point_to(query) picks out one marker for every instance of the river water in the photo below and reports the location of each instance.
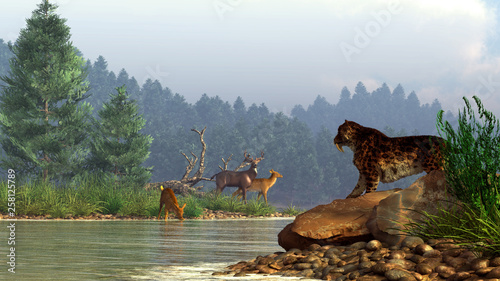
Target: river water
(136, 250)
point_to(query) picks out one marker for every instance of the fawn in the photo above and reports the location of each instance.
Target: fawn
(261, 185)
(170, 201)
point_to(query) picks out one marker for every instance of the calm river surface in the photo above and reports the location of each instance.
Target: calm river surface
(136, 250)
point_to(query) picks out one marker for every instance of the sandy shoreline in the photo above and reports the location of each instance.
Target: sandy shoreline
(207, 215)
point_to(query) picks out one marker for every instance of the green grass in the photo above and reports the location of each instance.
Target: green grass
(463, 224)
(471, 161)
(93, 195)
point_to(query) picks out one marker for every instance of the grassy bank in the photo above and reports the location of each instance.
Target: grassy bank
(471, 163)
(94, 196)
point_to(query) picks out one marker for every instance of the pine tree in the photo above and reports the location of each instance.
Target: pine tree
(42, 118)
(118, 147)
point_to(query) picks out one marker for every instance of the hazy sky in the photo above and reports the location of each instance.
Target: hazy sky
(287, 52)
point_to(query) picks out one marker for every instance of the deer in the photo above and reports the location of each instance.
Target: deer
(170, 201)
(261, 185)
(240, 179)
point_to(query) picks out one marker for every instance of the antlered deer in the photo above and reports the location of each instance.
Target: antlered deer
(261, 185)
(241, 179)
(170, 201)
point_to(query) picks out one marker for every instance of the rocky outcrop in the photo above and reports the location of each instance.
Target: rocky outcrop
(342, 221)
(427, 194)
(375, 215)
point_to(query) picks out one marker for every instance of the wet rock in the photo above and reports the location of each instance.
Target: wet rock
(424, 268)
(382, 268)
(444, 271)
(412, 242)
(495, 262)
(422, 248)
(459, 276)
(342, 221)
(302, 266)
(494, 273)
(432, 254)
(265, 269)
(397, 274)
(479, 263)
(428, 194)
(373, 245)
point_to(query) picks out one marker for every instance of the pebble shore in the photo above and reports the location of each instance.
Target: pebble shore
(207, 215)
(412, 260)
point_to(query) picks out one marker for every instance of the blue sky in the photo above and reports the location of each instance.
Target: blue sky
(286, 52)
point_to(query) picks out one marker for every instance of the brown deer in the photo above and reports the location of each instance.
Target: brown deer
(261, 185)
(170, 201)
(241, 179)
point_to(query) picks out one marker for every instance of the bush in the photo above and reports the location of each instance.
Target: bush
(472, 157)
(471, 161)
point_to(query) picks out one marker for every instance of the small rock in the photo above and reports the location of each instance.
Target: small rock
(302, 266)
(495, 262)
(494, 273)
(396, 274)
(398, 254)
(350, 268)
(373, 245)
(240, 274)
(445, 271)
(353, 275)
(459, 276)
(483, 271)
(452, 252)
(479, 263)
(422, 248)
(307, 273)
(456, 262)
(313, 247)
(365, 265)
(423, 268)
(265, 269)
(432, 254)
(411, 242)
(358, 245)
(382, 268)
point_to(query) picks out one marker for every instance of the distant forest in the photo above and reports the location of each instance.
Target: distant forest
(300, 146)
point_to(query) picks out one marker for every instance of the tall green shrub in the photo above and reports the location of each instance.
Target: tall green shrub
(472, 157)
(43, 121)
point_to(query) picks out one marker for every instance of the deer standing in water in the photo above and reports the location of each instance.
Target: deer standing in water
(261, 185)
(170, 201)
(241, 179)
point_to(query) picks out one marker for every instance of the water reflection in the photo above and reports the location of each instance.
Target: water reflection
(126, 250)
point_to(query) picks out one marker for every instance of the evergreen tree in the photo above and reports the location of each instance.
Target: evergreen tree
(5, 55)
(118, 147)
(43, 120)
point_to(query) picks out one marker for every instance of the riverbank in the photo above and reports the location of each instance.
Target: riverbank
(207, 215)
(412, 260)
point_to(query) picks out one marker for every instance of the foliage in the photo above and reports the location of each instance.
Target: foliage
(43, 121)
(292, 210)
(471, 161)
(472, 157)
(463, 224)
(298, 146)
(118, 147)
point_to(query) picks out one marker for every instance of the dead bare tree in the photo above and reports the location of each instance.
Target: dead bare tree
(187, 182)
(241, 166)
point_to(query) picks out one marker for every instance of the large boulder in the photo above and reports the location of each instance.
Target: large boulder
(428, 193)
(342, 221)
(377, 215)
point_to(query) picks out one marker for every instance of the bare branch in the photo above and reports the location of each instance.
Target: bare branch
(201, 169)
(225, 162)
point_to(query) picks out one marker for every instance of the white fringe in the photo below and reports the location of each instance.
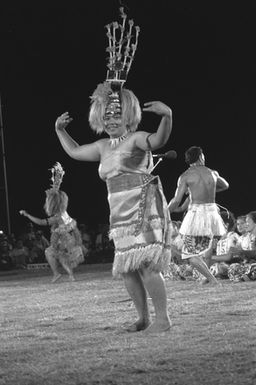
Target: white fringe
(155, 257)
(203, 220)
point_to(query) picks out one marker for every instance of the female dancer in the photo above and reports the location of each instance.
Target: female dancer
(66, 243)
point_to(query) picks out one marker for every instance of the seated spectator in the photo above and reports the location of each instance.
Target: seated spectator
(243, 256)
(241, 227)
(227, 241)
(19, 255)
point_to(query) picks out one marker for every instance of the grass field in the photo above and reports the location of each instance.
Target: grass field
(72, 332)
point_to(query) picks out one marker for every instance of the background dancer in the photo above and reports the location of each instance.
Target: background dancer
(139, 219)
(202, 224)
(66, 243)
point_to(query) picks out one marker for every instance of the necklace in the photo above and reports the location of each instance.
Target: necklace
(116, 141)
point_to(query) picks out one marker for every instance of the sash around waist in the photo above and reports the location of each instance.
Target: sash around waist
(128, 182)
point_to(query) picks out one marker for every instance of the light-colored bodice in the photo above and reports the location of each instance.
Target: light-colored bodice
(119, 160)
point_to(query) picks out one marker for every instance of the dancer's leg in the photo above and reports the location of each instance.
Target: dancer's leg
(202, 267)
(138, 294)
(155, 286)
(53, 265)
(69, 270)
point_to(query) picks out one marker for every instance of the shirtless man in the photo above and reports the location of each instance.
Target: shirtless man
(202, 224)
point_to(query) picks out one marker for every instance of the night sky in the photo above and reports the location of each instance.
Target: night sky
(197, 57)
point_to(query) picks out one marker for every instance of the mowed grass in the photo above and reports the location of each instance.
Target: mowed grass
(72, 332)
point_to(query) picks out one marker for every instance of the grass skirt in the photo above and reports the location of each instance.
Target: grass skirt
(201, 229)
(66, 245)
(140, 224)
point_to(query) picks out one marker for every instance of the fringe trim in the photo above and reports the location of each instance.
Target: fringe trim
(154, 257)
(121, 232)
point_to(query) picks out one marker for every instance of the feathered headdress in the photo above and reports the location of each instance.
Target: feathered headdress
(57, 175)
(122, 45)
(56, 200)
= = = =
Exercise brief ▸ When you transcribe the entries above, begin at their first line, end with the line containing "of the pine", and copy each line exactly without any picture.

Response for this exercise ▸
point_to(query) picks out one marker for every instance of the river water in the photo below and reports the location of each instance.
Target: river water
(136, 250)
point_to(query) picks out one marker for every instance of the fawn in the photo above and reports the location of each instance.
Target: fawn
(261, 185)
(170, 201)
point_to(query) picks out one marker for every instance of the calm river surface in the photo above and reports the location of each instance.
Target: calm river surface
(136, 250)
point_to(query) picks out one marker for every instance of the sandy shoreline in the photo above and reports the location of each instance.
Target: sandy shoreline
(207, 215)
point_to(query) picks out one marker for every instance of the green grass in the photo above and reports the location of each instance.
Target: green grass
(463, 224)
(471, 161)
(93, 195)
point_to(query) picks out one marker for every instance of the grassy bank in the photo above and reports the location of each instance.
Target: grassy bank
(471, 163)
(94, 196)
point_to(query) picks out one marker for every instance of the pine tree in the photo above and reports the location of each instance.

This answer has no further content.